Task goal :: The answer must consist of every record below, reproduced exactly.
══ Recorded data
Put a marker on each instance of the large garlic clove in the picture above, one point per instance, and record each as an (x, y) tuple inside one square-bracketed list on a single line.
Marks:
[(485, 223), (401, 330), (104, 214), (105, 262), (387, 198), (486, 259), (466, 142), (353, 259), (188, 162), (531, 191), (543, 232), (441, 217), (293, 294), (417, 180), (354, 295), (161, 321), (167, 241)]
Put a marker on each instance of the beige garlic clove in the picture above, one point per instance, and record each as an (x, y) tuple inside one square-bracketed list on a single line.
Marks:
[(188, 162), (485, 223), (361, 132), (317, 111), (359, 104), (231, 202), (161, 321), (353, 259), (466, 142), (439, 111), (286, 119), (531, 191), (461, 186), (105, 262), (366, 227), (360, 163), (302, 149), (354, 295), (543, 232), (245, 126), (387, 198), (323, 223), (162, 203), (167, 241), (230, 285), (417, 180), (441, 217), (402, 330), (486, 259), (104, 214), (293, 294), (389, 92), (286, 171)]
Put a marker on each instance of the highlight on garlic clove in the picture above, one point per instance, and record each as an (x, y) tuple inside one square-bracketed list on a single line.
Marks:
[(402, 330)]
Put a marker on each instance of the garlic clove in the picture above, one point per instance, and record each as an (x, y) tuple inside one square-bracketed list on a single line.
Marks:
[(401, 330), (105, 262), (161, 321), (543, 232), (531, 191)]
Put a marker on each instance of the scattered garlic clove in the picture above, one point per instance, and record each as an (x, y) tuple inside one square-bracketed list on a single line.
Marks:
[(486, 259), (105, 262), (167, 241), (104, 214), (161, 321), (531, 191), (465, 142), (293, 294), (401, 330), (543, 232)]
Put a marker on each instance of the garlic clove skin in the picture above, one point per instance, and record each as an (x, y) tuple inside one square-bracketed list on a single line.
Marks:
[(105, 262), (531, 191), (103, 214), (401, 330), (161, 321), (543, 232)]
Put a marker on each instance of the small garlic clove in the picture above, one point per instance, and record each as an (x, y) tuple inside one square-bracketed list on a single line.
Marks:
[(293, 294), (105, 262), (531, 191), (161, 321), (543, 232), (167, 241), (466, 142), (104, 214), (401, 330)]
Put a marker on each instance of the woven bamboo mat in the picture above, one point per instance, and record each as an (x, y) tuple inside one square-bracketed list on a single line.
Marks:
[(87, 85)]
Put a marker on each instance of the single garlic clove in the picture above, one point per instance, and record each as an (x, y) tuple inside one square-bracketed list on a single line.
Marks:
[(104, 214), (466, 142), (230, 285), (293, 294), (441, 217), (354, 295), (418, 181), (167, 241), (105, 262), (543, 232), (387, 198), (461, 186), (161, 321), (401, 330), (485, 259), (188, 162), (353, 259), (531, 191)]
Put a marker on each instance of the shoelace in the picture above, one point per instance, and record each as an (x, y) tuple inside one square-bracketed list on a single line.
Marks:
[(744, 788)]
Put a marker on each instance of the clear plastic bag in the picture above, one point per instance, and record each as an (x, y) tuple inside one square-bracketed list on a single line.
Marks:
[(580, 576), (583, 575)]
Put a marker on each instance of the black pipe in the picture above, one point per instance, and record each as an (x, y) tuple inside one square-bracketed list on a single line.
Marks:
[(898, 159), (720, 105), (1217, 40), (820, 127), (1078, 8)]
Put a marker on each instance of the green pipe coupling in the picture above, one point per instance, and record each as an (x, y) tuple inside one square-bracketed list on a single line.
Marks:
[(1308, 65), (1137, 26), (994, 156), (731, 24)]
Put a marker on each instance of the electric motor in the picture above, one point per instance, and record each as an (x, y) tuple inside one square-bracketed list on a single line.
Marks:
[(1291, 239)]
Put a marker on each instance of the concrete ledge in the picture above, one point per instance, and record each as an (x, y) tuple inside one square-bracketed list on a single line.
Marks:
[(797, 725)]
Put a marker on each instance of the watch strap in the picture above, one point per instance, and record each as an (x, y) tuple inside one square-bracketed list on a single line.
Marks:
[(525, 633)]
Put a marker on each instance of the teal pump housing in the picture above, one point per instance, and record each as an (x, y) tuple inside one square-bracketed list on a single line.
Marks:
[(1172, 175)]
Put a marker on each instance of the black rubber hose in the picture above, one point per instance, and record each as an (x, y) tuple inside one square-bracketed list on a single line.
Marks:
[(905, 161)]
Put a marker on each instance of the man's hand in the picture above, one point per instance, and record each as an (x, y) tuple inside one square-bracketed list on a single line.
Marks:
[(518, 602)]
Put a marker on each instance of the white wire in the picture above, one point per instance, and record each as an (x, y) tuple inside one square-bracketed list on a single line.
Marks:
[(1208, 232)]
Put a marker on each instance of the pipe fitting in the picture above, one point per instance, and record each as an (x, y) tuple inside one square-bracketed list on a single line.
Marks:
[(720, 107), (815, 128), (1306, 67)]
════
Output for this exercise ::
Put a marker on each instance of the large garlic clove in the picture above, one point per instance, and record each as an (x, y) tuple inside one square-bracketed list on a single line.
Marks:
[(485, 223), (401, 330), (104, 214), (105, 262), (387, 198), (486, 259), (466, 142), (353, 259), (188, 162), (531, 191), (543, 232), (441, 217), (293, 294), (417, 180), (354, 295), (161, 321), (167, 241)]
Put a marker on each instance of the beige garlic clove in the picture above, one point per instance, and record each as an (x, y) tuple inside one square-bracketed list on a single line.
Marks:
[(188, 162), (485, 223), (361, 132), (317, 111), (359, 104), (231, 202), (161, 321), (353, 259), (466, 142), (439, 111), (286, 119), (531, 191), (461, 186), (105, 262), (366, 227), (360, 163), (302, 149), (354, 295), (543, 232), (245, 126), (387, 198), (323, 223), (162, 203), (167, 241), (230, 285), (417, 180), (441, 217), (402, 330), (486, 259), (104, 214), (293, 294), (389, 92), (286, 171)]
Put a marker on each instance of the highlight on garlic clove in the picture above, one point per instance, and record each as an (x, y) tuple inside one square-bracketed list on a single line.
Marks:
[(402, 330)]
Put a marker on each instance of the garlic clove in the picture above, one point per instance, and record each as an (x, y) tuple inside one square-bracketed list on a single line.
Marks:
[(401, 330), (105, 262), (161, 321), (543, 232), (531, 191)]
Put a marker on each instance of the scattered garlic clove in the picture above, one point per instance, and record each as an (x, y) tuple inside one square-bracketed list on a single line.
Marks:
[(486, 259), (105, 262), (167, 241), (104, 214), (161, 321), (531, 191), (465, 142), (293, 294), (401, 330), (543, 232)]
Put a marker on each instance of the garlic clove skin in the picture above, one point per instance, and record each as an (x, y) tuple inside one square-bracketed list on a single line.
Marks:
[(105, 262), (531, 191), (103, 214), (401, 330), (161, 321), (543, 232)]
Put a marker on each instance of the small garlic clove in the picture above, one point per instance, and record each as an (x, y) tuple inside one square-bracketed list on a single line.
Marks:
[(293, 294), (105, 262), (531, 191), (161, 321), (543, 232), (167, 241), (466, 142), (104, 214), (401, 330)]
Put a marker on each instance of the woven bamboo mat in the picture above, one point per instance, and record each as an (x, y) tuple inside one square-bracketed list on a single line.
Marks:
[(87, 85)]
Put a marker on each instance of the single garlic clove in the picture above, one point per instance, and record each as an (x, y) tuple inside one square-bracketed list on a single line.
Marks:
[(104, 214), (466, 142), (230, 285), (293, 294), (441, 217), (354, 295), (418, 181), (167, 241), (105, 262), (543, 232), (387, 198), (461, 186), (161, 321), (401, 330), (485, 259), (188, 162), (353, 259), (531, 191)]
Put a marker on each instance of the shoelace in the picture above, one point per instance, and record each as an (x, y) tuple inside one square-bracketed list on a single line.
Marks:
[(744, 788)]
Put a marker on each instance of the clear plastic bag in the picture above, one point per instance, and record each as an (x, y) tuple inside one square-bracketed list on a single line.
Marks:
[(580, 576), (583, 575)]
Put a marker on each instance of the black pipe in the picture above, one point per instance, and record each as an (x, y) tuple inside one square-bracketed list on a single line.
Marks:
[(898, 159), (720, 105), (1217, 40), (820, 127), (1078, 8)]
Put a marker on each instance of the green pipe coupling in the picture above, one point per instance, and record each as an (x, y) tuple inside one square-bracketed list on a single line.
Marks:
[(1308, 65), (1137, 26), (994, 156), (731, 24)]
Put a marker on each instance of the electric motor in the picture above, one point per instance, and record each as an (x, y) tuple inside one square-bracketed list on a single line.
Marks:
[(1291, 239)]
Put a marker on each instance of the concrete ledge in the picture above, one point per instance, and record each as an (x, y) tuple inside one square-bracketed list on a single line.
Marks:
[(797, 725)]
Put a marker on each instance of the watch strap in the picture above, one point per instance, and record each as an (x, y) tuple inside one square-bracketed list on a single line.
Marks:
[(525, 633)]
Put a marker on each instance of the teal pump housing in the picture above, one point per instance, and record each as an (x, y) tuple inside one square-bracketed list on a single line.
Marks:
[(1172, 175)]
Put a marker on each instance of the black rubber hose in the picture above, one point per instance, and record each as an (x, y) tuple inside one square-bracketed list on a single line.
Marks:
[(905, 161)]
Put a marker on each instance of the man's hand in the picture above, one point per instance, and record each as an (x, y) tuple inside one square-bracketed list on a single line.
Marks:
[(518, 602)]
Put a marker on each instance of the white wire in the picture above, one point per instance, and record each as an (x, y) tuple inside one square-bracketed list on a single line.
Marks:
[(1208, 232)]
Put a marker on each instance of the pipe fitting in the picture above, one point per instance, and record each as an (x, y) tuple inside one square-bracketed list on a single line.
Marks:
[(720, 107), (815, 128), (1306, 67)]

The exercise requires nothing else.